Summarize the article about Broward County mail-in votes in two sentences.
====== Provided text
By Anne Geggis
An avalanche of mail-in votes has hit the Broward Supervisor of Election Office, and now the clock is ticking on hundreds of ballots that arrived with errors.
Already, with days to go before Primary Election Day on Tuesday, the number of mail-in votes cast in Broward County is more than double the entire sum of those mailed in during 2018’s primary election.
With COVID-19 discouraging people from gathering in large crowds —like those found at polling places — voting by mail is closely watched. As of Friday, 517 mail-in votes received from Broward County had not been counted yet because of mismatched signatures and other errors. But that number is a tiny percentage of the total of mail-in votes— less than half of one percent.
By Sunday, the state’s website was showing 180,761 mail-in votes cast so far in Broward County. But even one uncounted means 100 percent of someone’s ballot does not get counted.
“You want to count every vote because every vote counts,” said Mitch Ceasar, a candidate for Broward County supervisor of elections. “It sounds like a cliché, but it’s true more than ever … after all, the stuff in Broward we’ve gone through over the last 20 years.”
Tim Lonergan, an Oakland Park city commissioner, also a candidate for Broward County elections supervisor, said he’s hoping every mail-in ballot error gets rectified before Primary Election Day.
The COVID-19 pandemic has put a spotlight on the demand for mail-in voting because large crowds like what you might find at the polls are believed to be a chief means of spreading the virus.
That’s why Mercedes Alvarez-Hernandez went to a mailbox instead of the polls to cast her ballot.
============
====== The data
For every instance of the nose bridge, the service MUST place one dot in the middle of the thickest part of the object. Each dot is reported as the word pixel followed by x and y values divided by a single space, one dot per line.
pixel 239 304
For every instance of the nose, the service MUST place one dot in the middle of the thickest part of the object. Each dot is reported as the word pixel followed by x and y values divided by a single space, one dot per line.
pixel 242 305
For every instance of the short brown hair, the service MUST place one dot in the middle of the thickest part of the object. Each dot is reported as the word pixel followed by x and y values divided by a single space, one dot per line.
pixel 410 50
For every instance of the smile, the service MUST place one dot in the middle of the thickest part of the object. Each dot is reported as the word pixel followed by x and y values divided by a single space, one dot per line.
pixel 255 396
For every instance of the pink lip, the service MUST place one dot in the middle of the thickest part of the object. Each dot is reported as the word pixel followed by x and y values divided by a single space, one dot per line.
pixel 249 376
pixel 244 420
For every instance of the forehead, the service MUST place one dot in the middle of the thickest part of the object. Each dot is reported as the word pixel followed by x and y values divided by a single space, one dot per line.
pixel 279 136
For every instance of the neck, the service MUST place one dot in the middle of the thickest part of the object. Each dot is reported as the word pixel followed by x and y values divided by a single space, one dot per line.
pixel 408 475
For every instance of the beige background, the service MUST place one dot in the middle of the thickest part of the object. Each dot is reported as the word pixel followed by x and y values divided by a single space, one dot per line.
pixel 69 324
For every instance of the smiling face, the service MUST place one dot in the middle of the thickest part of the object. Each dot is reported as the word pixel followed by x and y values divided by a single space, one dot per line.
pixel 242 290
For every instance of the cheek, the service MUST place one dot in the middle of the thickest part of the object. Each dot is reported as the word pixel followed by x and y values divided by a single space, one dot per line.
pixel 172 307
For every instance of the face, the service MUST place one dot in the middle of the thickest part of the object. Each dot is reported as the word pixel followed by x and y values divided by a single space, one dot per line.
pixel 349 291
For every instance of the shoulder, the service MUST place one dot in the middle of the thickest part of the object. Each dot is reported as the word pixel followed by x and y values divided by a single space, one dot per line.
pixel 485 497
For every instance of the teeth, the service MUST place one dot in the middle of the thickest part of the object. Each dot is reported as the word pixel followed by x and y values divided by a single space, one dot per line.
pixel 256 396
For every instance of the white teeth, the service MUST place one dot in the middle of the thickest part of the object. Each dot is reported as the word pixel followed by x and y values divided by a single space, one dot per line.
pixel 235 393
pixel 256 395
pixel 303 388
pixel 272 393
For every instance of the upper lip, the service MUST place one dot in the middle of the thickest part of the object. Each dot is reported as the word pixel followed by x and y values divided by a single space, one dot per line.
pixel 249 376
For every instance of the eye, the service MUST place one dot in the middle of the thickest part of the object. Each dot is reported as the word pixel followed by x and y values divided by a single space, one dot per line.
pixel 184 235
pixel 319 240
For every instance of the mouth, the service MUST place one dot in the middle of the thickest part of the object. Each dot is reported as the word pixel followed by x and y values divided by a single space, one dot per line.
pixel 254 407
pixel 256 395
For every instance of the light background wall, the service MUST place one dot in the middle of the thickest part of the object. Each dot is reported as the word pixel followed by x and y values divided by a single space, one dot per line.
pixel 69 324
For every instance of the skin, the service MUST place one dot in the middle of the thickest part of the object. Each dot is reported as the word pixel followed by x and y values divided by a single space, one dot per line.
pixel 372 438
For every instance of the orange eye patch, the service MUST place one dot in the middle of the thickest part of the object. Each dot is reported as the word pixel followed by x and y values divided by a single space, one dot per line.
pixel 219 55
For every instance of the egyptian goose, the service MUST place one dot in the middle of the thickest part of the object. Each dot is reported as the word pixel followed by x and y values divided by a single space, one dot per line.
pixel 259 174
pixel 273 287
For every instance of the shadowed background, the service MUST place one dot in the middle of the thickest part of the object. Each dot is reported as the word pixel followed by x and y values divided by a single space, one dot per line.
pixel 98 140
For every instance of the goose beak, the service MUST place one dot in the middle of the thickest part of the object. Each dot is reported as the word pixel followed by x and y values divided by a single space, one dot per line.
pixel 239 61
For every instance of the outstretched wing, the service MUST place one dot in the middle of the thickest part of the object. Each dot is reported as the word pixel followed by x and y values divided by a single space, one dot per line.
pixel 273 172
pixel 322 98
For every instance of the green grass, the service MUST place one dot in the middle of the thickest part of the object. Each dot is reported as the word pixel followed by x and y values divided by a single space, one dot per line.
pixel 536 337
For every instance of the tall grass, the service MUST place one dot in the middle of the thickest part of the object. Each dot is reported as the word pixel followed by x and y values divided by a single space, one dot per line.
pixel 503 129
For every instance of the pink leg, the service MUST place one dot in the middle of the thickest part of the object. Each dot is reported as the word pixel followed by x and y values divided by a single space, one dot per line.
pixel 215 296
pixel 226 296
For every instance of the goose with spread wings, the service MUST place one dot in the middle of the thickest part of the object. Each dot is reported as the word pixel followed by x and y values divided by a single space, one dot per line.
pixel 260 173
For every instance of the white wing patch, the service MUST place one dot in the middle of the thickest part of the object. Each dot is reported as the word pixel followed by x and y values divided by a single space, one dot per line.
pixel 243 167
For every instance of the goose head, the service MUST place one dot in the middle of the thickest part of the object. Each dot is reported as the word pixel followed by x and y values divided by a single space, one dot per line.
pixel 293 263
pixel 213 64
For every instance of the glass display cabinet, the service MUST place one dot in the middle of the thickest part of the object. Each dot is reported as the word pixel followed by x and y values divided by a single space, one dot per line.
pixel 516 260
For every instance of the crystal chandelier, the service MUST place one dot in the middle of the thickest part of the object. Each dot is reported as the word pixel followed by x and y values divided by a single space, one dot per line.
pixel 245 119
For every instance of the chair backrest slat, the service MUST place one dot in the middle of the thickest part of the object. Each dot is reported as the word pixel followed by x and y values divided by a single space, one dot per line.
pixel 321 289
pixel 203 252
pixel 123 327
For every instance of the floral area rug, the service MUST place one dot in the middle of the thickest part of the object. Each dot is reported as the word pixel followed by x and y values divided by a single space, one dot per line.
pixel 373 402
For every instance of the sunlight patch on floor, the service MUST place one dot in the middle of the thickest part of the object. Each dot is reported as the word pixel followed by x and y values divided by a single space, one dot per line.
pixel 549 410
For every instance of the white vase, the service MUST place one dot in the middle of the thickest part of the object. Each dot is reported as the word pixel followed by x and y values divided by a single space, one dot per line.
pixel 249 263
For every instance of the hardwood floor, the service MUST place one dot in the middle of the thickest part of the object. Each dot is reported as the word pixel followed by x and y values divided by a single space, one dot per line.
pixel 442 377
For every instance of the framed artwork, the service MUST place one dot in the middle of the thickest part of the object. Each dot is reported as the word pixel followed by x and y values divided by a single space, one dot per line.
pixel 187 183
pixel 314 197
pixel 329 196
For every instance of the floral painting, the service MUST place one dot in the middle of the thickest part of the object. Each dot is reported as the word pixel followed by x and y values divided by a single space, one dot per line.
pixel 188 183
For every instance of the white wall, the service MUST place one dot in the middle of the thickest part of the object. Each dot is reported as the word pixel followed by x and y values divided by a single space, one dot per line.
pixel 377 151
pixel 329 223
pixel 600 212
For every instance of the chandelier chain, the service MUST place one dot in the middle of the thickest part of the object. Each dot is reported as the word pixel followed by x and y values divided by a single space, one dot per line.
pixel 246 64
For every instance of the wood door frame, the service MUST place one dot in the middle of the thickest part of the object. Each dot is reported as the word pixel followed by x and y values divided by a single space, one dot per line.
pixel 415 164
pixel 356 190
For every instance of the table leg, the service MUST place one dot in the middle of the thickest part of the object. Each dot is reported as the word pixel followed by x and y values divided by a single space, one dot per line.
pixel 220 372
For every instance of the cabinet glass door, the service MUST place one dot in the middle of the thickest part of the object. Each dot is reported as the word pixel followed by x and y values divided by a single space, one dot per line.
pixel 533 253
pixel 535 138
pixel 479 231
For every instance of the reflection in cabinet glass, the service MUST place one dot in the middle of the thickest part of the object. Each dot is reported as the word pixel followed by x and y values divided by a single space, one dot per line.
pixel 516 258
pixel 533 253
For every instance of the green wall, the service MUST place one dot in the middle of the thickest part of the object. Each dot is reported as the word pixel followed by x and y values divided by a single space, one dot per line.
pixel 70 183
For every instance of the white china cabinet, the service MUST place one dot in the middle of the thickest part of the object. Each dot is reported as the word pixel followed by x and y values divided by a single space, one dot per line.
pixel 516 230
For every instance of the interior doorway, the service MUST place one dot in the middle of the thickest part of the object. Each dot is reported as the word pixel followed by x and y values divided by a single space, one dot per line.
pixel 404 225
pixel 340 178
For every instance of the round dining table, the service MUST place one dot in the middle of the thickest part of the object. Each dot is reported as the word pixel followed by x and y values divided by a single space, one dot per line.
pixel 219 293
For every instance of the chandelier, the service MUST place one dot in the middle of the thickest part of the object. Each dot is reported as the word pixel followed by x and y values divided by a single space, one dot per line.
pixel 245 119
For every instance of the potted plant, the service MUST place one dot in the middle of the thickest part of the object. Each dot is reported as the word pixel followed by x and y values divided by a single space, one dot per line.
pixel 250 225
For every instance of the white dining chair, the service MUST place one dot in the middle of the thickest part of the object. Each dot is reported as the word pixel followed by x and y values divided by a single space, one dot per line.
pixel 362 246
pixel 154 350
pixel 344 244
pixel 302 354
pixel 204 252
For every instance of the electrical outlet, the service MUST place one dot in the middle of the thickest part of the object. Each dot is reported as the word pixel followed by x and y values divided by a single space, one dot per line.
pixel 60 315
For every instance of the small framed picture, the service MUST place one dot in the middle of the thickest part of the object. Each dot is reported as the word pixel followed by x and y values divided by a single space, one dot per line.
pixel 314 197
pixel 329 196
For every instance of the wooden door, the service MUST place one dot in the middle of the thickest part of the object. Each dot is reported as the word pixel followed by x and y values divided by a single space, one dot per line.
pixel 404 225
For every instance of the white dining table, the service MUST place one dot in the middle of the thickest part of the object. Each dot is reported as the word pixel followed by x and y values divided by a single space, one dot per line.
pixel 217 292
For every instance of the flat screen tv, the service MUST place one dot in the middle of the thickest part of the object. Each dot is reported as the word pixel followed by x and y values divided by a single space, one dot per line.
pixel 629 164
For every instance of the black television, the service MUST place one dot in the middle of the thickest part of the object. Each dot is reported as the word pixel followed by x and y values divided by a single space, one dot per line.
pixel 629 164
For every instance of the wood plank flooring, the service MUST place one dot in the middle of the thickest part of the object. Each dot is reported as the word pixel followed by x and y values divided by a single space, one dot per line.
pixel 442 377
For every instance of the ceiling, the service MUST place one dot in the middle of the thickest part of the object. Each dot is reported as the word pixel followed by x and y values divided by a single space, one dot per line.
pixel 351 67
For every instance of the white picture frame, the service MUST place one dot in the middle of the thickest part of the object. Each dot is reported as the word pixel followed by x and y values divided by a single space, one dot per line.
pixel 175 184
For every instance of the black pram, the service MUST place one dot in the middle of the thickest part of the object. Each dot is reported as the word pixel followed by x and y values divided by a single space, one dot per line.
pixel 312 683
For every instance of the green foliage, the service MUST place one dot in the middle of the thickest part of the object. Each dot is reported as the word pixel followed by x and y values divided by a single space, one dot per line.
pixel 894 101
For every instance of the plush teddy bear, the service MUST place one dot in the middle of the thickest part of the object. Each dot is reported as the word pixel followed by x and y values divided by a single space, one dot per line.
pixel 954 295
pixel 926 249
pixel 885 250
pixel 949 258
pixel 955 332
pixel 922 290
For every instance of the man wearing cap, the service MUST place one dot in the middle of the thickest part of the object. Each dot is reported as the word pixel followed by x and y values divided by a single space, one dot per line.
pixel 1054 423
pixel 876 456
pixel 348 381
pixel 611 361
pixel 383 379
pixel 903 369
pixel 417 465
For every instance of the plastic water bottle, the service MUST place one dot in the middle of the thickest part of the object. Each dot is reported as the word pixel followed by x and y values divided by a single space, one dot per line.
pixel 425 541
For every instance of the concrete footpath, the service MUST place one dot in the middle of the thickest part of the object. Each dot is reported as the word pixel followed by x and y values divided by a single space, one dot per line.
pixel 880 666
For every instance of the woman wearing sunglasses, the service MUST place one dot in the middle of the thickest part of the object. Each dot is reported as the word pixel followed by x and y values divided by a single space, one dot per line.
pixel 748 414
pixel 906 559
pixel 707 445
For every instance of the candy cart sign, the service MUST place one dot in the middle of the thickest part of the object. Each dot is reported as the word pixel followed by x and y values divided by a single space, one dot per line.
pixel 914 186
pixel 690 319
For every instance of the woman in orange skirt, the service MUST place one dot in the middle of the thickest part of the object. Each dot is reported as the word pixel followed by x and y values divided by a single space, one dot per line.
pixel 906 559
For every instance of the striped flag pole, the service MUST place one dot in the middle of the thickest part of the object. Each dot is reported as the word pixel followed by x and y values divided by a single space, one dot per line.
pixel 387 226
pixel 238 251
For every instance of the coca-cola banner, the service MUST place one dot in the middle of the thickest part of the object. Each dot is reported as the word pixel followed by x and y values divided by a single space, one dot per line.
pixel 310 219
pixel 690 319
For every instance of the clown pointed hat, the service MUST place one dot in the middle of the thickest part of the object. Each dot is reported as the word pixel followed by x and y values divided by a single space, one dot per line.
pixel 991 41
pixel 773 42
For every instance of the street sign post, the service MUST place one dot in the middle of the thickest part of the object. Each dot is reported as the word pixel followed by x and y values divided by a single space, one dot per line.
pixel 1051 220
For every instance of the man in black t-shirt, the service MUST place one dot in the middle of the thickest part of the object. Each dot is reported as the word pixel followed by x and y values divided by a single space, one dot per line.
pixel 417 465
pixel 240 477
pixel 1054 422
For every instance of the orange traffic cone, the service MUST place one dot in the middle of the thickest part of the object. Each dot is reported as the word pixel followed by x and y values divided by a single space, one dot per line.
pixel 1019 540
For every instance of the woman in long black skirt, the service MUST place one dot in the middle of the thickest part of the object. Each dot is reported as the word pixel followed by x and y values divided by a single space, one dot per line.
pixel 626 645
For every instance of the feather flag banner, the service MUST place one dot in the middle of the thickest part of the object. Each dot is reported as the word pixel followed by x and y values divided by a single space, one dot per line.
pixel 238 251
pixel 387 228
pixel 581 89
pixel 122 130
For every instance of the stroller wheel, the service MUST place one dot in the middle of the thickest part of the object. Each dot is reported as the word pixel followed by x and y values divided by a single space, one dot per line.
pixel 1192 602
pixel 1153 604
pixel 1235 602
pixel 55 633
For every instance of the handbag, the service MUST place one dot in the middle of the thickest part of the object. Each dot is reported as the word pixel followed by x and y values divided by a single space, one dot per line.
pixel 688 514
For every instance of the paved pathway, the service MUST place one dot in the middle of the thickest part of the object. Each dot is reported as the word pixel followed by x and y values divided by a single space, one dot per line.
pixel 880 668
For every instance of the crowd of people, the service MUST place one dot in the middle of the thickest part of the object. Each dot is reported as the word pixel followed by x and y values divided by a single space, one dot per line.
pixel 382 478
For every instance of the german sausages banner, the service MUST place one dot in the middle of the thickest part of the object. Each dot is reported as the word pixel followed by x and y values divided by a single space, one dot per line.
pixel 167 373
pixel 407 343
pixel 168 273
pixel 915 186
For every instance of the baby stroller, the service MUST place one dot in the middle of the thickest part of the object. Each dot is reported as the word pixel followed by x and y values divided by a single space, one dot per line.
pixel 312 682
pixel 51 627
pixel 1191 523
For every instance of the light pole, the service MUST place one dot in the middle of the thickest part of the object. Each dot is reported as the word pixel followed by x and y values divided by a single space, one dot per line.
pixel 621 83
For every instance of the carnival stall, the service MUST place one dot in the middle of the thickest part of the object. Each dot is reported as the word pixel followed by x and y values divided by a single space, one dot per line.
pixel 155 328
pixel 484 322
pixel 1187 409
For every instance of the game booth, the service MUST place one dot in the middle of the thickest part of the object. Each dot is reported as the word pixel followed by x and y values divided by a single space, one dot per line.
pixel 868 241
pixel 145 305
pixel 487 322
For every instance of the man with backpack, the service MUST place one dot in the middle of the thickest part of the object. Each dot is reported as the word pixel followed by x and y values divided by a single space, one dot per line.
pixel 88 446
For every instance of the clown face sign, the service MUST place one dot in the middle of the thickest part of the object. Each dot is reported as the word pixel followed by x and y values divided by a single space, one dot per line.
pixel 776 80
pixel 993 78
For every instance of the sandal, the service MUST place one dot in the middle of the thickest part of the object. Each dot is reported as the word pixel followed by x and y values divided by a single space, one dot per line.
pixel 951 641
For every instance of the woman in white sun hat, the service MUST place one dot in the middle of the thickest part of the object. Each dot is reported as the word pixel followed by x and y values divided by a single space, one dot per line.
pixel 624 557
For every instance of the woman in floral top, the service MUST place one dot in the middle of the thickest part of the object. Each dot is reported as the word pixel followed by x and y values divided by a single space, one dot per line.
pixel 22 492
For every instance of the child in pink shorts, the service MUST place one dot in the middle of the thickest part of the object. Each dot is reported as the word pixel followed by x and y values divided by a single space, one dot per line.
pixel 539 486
============
• Answer area
With days to go before the primary, Broward County's mail-in votes had already more than doubled the total from the 2018 primary, reaching 180,761 by Sunday, as COVID-19 discouraged crowds at polling places. As of Friday, 517 of those ballots had not been counted because of mismatched signatures and other errors, less than half of one percent, yet two candidates for elections supervisor stressed that every vote should count and hoped the errors would be fixed before Election Day.